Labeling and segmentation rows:
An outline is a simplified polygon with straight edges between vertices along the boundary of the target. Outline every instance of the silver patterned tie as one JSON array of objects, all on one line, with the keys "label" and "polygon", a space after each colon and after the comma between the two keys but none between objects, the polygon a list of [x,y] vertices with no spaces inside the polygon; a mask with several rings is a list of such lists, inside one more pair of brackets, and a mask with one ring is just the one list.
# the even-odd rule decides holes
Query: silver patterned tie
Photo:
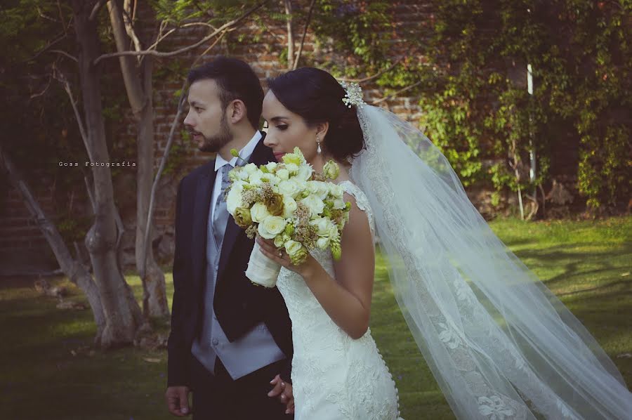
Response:
[{"label": "silver patterned tie", "polygon": [[[228,186],[228,171],[232,168],[230,164],[225,164],[220,168],[222,176],[222,189],[215,202],[215,210],[213,211],[213,236],[218,249],[221,249],[224,232],[226,230],[226,222],[228,221],[228,211],[226,210],[226,200],[224,199],[224,192]],[[220,173],[218,173],[219,176]]]}]

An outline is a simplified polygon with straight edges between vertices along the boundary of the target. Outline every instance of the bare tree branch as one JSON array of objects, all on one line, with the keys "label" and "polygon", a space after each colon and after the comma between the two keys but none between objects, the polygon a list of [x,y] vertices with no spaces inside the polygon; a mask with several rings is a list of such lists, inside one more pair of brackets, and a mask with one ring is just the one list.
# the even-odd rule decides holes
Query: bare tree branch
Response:
[{"label": "bare tree branch", "polygon": [[199,46],[200,45],[202,45],[203,44],[204,44],[205,42],[206,42],[207,41],[209,41],[213,37],[216,37],[218,34],[220,34],[223,31],[230,29],[230,27],[241,22],[246,18],[247,18],[248,16],[249,16],[250,15],[251,15],[252,13],[256,12],[257,10],[261,8],[265,3],[266,3],[265,1],[262,1],[257,6],[255,6],[254,7],[251,8],[250,10],[246,11],[245,13],[244,13],[243,15],[242,15],[237,19],[233,19],[232,20],[225,23],[224,25],[223,25],[222,26],[218,27],[216,30],[213,31],[212,33],[209,34],[209,35],[206,35],[206,37],[202,38],[199,41],[196,42],[195,44],[194,44],[192,45],[190,45],[189,46],[185,46],[185,47],[178,49],[178,50],[176,50],[175,51],[170,51],[168,53],[163,53],[163,52],[157,51],[155,50],[145,50],[145,51],[122,51],[120,53],[109,53],[109,54],[103,54],[103,55],[100,55],[100,57],[98,57],[96,59],[95,59],[93,64],[95,65],[96,65],[97,64],[98,64],[98,63],[100,61],[101,61],[102,60],[104,60],[105,58],[110,58],[112,57],[120,57],[121,55],[154,55],[154,57],[172,57],[173,55],[177,55],[178,54],[185,53],[186,51],[188,51],[190,50],[192,50],[194,48],[197,48],[198,46]]},{"label": "bare tree branch", "polygon": [[374,100],[372,103],[371,103],[371,105],[377,105],[377,104],[380,103],[381,102],[384,102],[384,101],[386,100],[387,99],[390,99],[390,98],[393,98],[393,97],[394,97],[394,96],[397,96],[399,95],[400,93],[402,93],[402,92],[405,92],[406,91],[409,91],[410,89],[412,89],[412,88],[413,88],[414,87],[417,86],[419,86],[419,85],[420,85],[420,84],[421,84],[421,81],[418,81],[418,82],[416,82],[416,83],[414,83],[414,84],[412,84],[410,85],[410,86],[406,86],[406,87],[404,88],[403,89],[400,89],[400,90],[397,91],[397,92],[394,92],[393,93],[391,93],[390,95],[387,95],[386,96],[385,96],[385,97],[383,97],[383,98],[381,98],[380,99],[378,99],[377,100]]},{"label": "bare tree branch", "polygon": [[42,90],[41,92],[39,93],[33,93],[29,97],[29,100],[33,99],[34,98],[37,98],[38,96],[41,96],[44,93],[46,93],[46,91],[48,90],[48,87],[51,86],[51,81],[52,80],[52,77],[48,77],[48,83],[46,84],[46,87]]},{"label": "bare tree branch", "polygon": [[62,50],[48,50],[47,52],[56,53],[58,54],[61,54],[62,55],[65,55],[66,57],[67,57],[68,58],[70,58],[70,60],[74,61],[74,63],[79,63],[79,60],[77,59],[77,57],[75,57],[74,55],[71,55],[66,51],[63,51]]},{"label": "bare tree branch", "polygon": [[[123,22],[125,24],[125,32],[127,32],[128,37],[130,37],[134,44],[134,49],[140,51],[143,50],[143,46],[140,44],[140,40],[138,39],[138,37],[136,36],[136,32],[134,31],[133,18],[130,13],[131,1],[125,0],[123,2]],[[136,4],[134,7],[136,7]]]},{"label": "bare tree branch", "polygon": [[213,26],[213,25],[211,25],[210,23],[206,23],[206,22],[189,22],[189,23],[185,23],[185,24],[184,24],[184,25],[180,25],[180,26],[178,26],[178,27],[174,27],[174,28],[170,29],[169,31],[167,31],[167,32],[166,32],[166,34],[164,34],[164,35],[162,35],[162,34],[160,34],[162,33],[162,31],[164,29],[164,28],[163,27],[163,25],[162,25],[162,24],[165,24],[165,25],[166,25],[166,22],[163,22],[161,23],[160,32],[159,32],[158,37],[156,38],[156,41],[154,42],[154,44],[152,44],[150,45],[150,46],[148,46],[147,48],[147,50],[152,50],[152,49],[154,49],[154,48],[156,48],[157,46],[158,46],[158,44],[159,44],[160,42],[162,42],[162,41],[164,41],[165,38],[166,38],[167,37],[169,37],[169,36],[171,35],[171,34],[174,33],[174,32],[176,32],[178,29],[181,29],[181,28],[183,28],[183,27],[190,27],[190,26],[208,26],[209,27],[210,27],[210,28],[212,29],[213,30],[216,30],[216,28],[214,26]]},{"label": "bare tree branch", "polygon": [[395,63],[393,63],[390,67],[388,67],[388,69],[384,69],[383,70],[381,70],[372,76],[367,76],[366,77],[363,77],[362,79],[338,79],[338,80],[341,80],[343,81],[355,82],[355,83],[364,83],[365,81],[369,81],[373,80],[374,79],[377,79],[378,77],[379,77],[384,73],[387,73],[387,72],[390,72],[390,70],[394,69],[395,67],[395,66],[397,66],[398,64],[400,64],[400,63],[402,61],[402,59],[403,58],[397,58],[397,60]]},{"label": "bare tree branch", "polygon": [[[211,44],[211,46],[207,48],[204,53],[197,56],[197,58],[195,59],[195,61],[193,62],[193,64],[191,65],[191,67],[195,67],[195,65],[199,62],[200,59],[206,55],[209,51],[211,51],[213,47],[214,47],[218,42],[221,40],[223,36],[228,32],[228,30],[225,30],[222,32],[219,37],[217,37],[217,39]],[[182,115],[182,112],[184,110],[184,105],[186,103],[186,98],[185,97],[185,88],[187,87],[187,81],[185,79],[184,82],[182,84],[182,88],[180,88],[180,98],[178,98],[178,110],[176,112],[176,117],[173,117],[173,121],[171,122],[171,129],[169,130],[169,136],[167,138],[167,143],[164,147],[164,152],[162,155],[162,158],[160,159],[160,164],[158,165],[158,171],[156,172],[156,176],[154,178],[154,183],[152,185],[152,192],[150,195],[150,203],[149,203],[149,211],[147,216],[147,225],[145,228],[145,240],[143,241],[143,252],[140,256],[141,260],[143,261],[143,270],[141,271],[145,272],[147,270],[147,267],[145,265],[147,264],[147,241],[149,241],[150,237],[150,228],[151,227],[151,221],[154,217],[154,202],[155,202],[156,197],[156,191],[158,189],[158,183],[160,181],[160,176],[162,175],[162,171],[164,170],[164,166],[166,164],[167,158],[169,156],[169,150],[171,148],[171,144],[173,143],[173,135],[176,133],[176,126],[180,122],[180,117]]]},{"label": "bare tree branch", "polygon": [[90,13],[90,17],[88,18],[88,20],[90,21],[93,21],[96,19],[96,15],[98,14],[99,11],[101,10],[101,8],[103,7],[103,5],[107,3],[107,0],[99,0],[94,5],[94,7],[92,8],[92,12]]},{"label": "bare tree branch", "polygon": [[21,61],[20,63],[28,63],[29,61],[32,61],[32,60],[35,60],[36,58],[37,58],[38,57],[39,57],[40,55],[41,55],[42,54],[46,53],[47,51],[48,51],[48,48],[50,48],[51,46],[53,46],[55,44],[58,44],[58,43],[63,41],[64,39],[65,39],[65,38],[66,38],[66,34],[62,33],[57,39],[55,39],[55,41],[51,41],[50,43],[48,43],[48,45],[46,45],[45,47],[44,47],[43,48],[41,48],[41,50],[37,51],[34,55],[33,55],[30,58],[27,58],[26,60]]},{"label": "bare tree branch", "polygon": [[[93,162],[94,159],[92,158],[92,155],[91,155],[90,147],[88,145],[88,133],[86,131],[85,126],[84,125],[84,121],[81,118],[81,114],[79,114],[79,108],[77,107],[77,101],[74,100],[74,96],[72,96],[72,91],[70,89],[70,83],[68,81],[68,79],[64,75],[61,71],[58,69],[56,65],[53,65],[53,77],[55,77],[57,80],[58,80],[62,85],[64,86],[64,90],[66,91],[66,93],[68,94],[68,98],[70,99],[70,105],[72,105],[72,110],[74,111],[74,117],[77,119],[77,124],[79,126],[79,133],[81,135],[81,139],[84,140],[84,145],[86,147],[86,152],[88,153],[88,158],[90,159],[91,162]],[[96,212],[96,211],[95,211]]]},{"label": "bare tree branch", "polygon": [[298,60],[301,60],[301,54],[303,53],[303,46],[305,44],[305,37],[307,36],[307,29],[310,26],[310,21],[312,20],[312,13],[314,11],[314,6],[316,5],[316,0],[312,0],[310,5],[310,11],[308,13],[308,18],[305,22],[305,29],[303,31],[303,37],[301,39],[301,45],[298,46],[298,52],[296,53],[296,58],[294,60],[294,65],[292,70],[296,70],[298,67]]},{"label": "bare tree branch", "polygon": [[287,70],[292,70],[292,65],[294,62],[294,34],[292,25],[292,1],[291,0],[284,0],[285,6],[285,14],[287,16],[287,22],[286,27],[287,28]]}]

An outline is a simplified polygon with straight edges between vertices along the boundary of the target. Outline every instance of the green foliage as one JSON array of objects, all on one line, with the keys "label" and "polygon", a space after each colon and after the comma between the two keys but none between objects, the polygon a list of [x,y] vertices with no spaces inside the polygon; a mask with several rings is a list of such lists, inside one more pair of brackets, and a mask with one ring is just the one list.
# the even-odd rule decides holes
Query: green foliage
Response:
[{"label": "green foliage", "polygon": [[[497,188],[532,187],[509,166],[528,162],[532,147],[539,159],[535,183],[541,183],[551,148],[570,136],[579,149],[578,188],[587,204],[626,199],[631,11],[629,2],[587,0],[438,5],[420,104],[433,140],[464,184],[488,179]],[[533,67],[532,97],[526,93],[527,63]],[[521,70],[519,80],[508,77]],[[485,171],[479,164],[484,160],[495,163]]]}]

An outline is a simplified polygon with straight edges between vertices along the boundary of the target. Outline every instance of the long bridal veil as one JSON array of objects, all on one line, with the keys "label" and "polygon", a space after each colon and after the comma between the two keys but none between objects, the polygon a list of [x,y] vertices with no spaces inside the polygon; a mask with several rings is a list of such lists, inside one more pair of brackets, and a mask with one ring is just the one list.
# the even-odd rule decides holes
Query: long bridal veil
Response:
[{"label": "long bridal veil", "polygon": [[[397,303],[459,419],[629,419],[632,394],[581,323],[503,244],[441,152],[357,110],[369,198]],[[419,148],[414,152],[408,145]]]}]

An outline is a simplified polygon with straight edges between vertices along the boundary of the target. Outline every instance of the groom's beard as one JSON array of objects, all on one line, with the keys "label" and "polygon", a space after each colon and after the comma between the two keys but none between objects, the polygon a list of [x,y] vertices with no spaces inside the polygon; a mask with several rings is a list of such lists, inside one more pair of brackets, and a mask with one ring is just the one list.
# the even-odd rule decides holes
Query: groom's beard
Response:
[{"label": "groom's beard", "polygon": [[216,153],[232,140],[232,134],[228,128],[225,115],[222,115],[222,120],[220,122],[219,133],[211,137],[206,137],[202,133],[199,133],[199,134],[204,137],[204,143],[198,147],[201,152]]}]

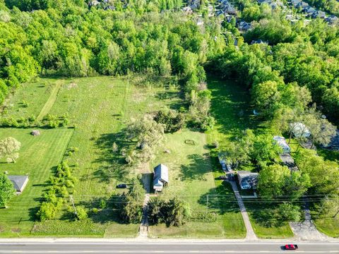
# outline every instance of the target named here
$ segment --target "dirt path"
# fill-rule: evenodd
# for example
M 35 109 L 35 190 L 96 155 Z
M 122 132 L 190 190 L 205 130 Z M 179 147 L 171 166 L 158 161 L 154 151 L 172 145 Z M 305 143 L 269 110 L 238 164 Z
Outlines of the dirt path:
M 242 215 L 242 219 L 244 219 L 244 223 L 245 224 L 246 227 L 246 240 L 258 240 L 258 238 L 254 233 L 254 231 L 252 228 L 252 224 L 249 220 L 249 214 L 246 211 L 245 205 L 244 205 L 244 202 L 242 201 L 242 195 L 239 193 L 238 186 L 237 186 L 237 183 L 233 181 L 228 181 L 231 186 L 232 188 L 233 189 L 233 192 L 234 193 L 235 198 L 237 198 L 237 200 L 238 201 L 239 207 L 240 208 L 240 212 Z
M 60 87 L 61 87 L 61 84 L 62 84 L 61 80 L 57 80 L 56 82 L 56 84 L 53 87 L 53 90 L 51 92 L 51 95 L 49 95 L 49 97 L 48 98 L 47 101 L 44 104 L 44 107 L 41 109 L 41 111 L 39 114 L 39 116 L 37 116 L 37 120 L 38 121 L 42 120 L 44 116 L 46 116 L 49 111 L 49 110 L 52 109 L 55 101 L 56 100 L 56 97 L 58 97 L 58 92 L 59 92 L 59 90 L 60 90 Z
M 302 222 L 290 222 L 295 237 L 304 241 L 328 241 L 331 238 L 318 231 L 311 221 L 309 204 L 306 202 L 304 209 L 304 220 Z

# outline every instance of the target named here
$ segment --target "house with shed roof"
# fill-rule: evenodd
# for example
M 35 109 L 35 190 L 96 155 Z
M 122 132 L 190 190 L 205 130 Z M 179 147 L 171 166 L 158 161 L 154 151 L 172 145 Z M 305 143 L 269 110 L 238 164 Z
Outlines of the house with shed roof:
M 28 183 L 28 176 L 8 176 L 8 177 L 12 182 L 16 194 L 20 194 Z
M 154 168 L 153 189 L 155 193 L 162 191 L 162 188 L 168 184 L 168 168 L 160 164 Z
M 242 190 L 256 189 L 258 173 L 252 173 L 246 170 L 240 170 L 237 173 L 240 188 Z
M 282 148 L 283 154 L 289 154 L 291 152 L 291 147 L 290 147 L 290 145 L 287 145 L 287 143 L 284 137 L 275 135 L 273 136 L 273 140 L 278 145 Z

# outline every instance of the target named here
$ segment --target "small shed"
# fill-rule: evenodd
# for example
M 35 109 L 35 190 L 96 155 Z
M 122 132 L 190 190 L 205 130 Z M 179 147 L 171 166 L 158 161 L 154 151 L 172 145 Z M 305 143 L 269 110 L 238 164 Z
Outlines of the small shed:
M 20 194 L 28 183 L 28 176 L 8 176 L 8 177 L 13 183 L 17 194 Z
M 311 132 L 307 127 L 302 123 L 295 122 L 290 123 L 290 128 L 292 133 L 295 138 L 306 138 L 311 136 Z
M 252 173 L 246 170 L 237 172 L 239 184 L 242 190 L 256 189 L 258 173 Z
M 153 189 L 155 192 L 161 192 L 168 184 L 168 168 L 160 164 L 154 168 Z
M 273 136 L 273 140 L 277 143 L 278 145 L 282 148 L 283 154 L 289 154 L 291 152 L 291 147 L 290 147 L 290 145 L 287 145 L 287 143 L 284 137 L 275 135 Z

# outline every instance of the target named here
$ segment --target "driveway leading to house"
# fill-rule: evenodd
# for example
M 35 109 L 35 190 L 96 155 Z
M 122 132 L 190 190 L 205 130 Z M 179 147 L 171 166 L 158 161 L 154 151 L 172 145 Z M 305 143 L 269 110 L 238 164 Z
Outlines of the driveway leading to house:
M 239 193 L 238 186 L 237 186 L 237 183 L 233 181 L 227 181 L 232 186 L 232 188 L 233 189 L 233 192 L 234 193 L 235 198 L 238 201 L 239 207 L 240 208 L 240 212 L 242 213 L 242 218 L 244 219 L 244 222 L 246 226 L 246 240 L 257 240 L 258 238 L 254 233 L 254 231 L 252 228 L 252 224 L 249 220 L 249 214 L 246 211 L 245 205 L 244 205 L 244 202 L 242 201 L 242 198 L 240 193 Z
M 331 237 L 319 232 L 316 229 L 316 226 L 313 223 L 311 218 L 311 213 L 309 211 L 309 204 L 308 202 L 305 205 L 304 209 L 304 220 L 302 222 L 290 222 L 295 237 L 298 240 L 309 240 L 309 241 L 326 241 L 329 240 Z

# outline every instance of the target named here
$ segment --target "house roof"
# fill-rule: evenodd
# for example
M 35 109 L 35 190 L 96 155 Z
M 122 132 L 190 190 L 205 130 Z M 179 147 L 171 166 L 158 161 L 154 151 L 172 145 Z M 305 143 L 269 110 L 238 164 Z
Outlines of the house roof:
M 258 185 L 258 173 L 252 173 L 246 170 L 240 170 L 237 171 L 238 180 L 240 186 L 250 186 L 256 188 Z
M 304 136 L 308 138 L 311 135 L 311 133 L 306 126 L 300 122 L 295 122 L 290 124 L 292 128 L 292 133 L 296 137 Z
M 168 183 L 168 168 L 167 166 L 160 164 L 154 168 L 153 186 Z
M 22 192 L 28 181 L 28 176 L 8 176 L 8 177 L 18 192 Z

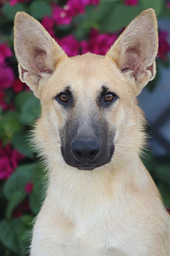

Exercise requirements: Count the lines in the rows above that contain the string "Query", matching case, and give only the number.

Exercise response: 5